Exercise instructions: Put every line of the listing below into a numbered list, leaving out any blank lines.

Start of Excerpted data

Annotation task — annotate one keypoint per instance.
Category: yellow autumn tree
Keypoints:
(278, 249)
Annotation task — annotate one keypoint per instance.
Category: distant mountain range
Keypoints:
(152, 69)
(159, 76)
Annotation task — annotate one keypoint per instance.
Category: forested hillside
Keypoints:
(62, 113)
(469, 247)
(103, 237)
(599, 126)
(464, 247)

End of Excerpted data

Answer to this problem:
1. Annotation task — annotate one keypoint per instance.
2. Category: yellow autumn tree
3. Keypoints:
4. (278, 249)
5. Annotation task — annotate one keypoint per instance.
6. Category: distant mountain range
7. Keypoints:
8. (152, 69)
9. (159, 76)
10. Annotation task — annotate one keypoint per instance.
11. Category: forested hillside
12. Keypoints:
13. (62, 113)
14. (469, 247)
15. (103, 237)
16. (599, 126)
17. (464, 247)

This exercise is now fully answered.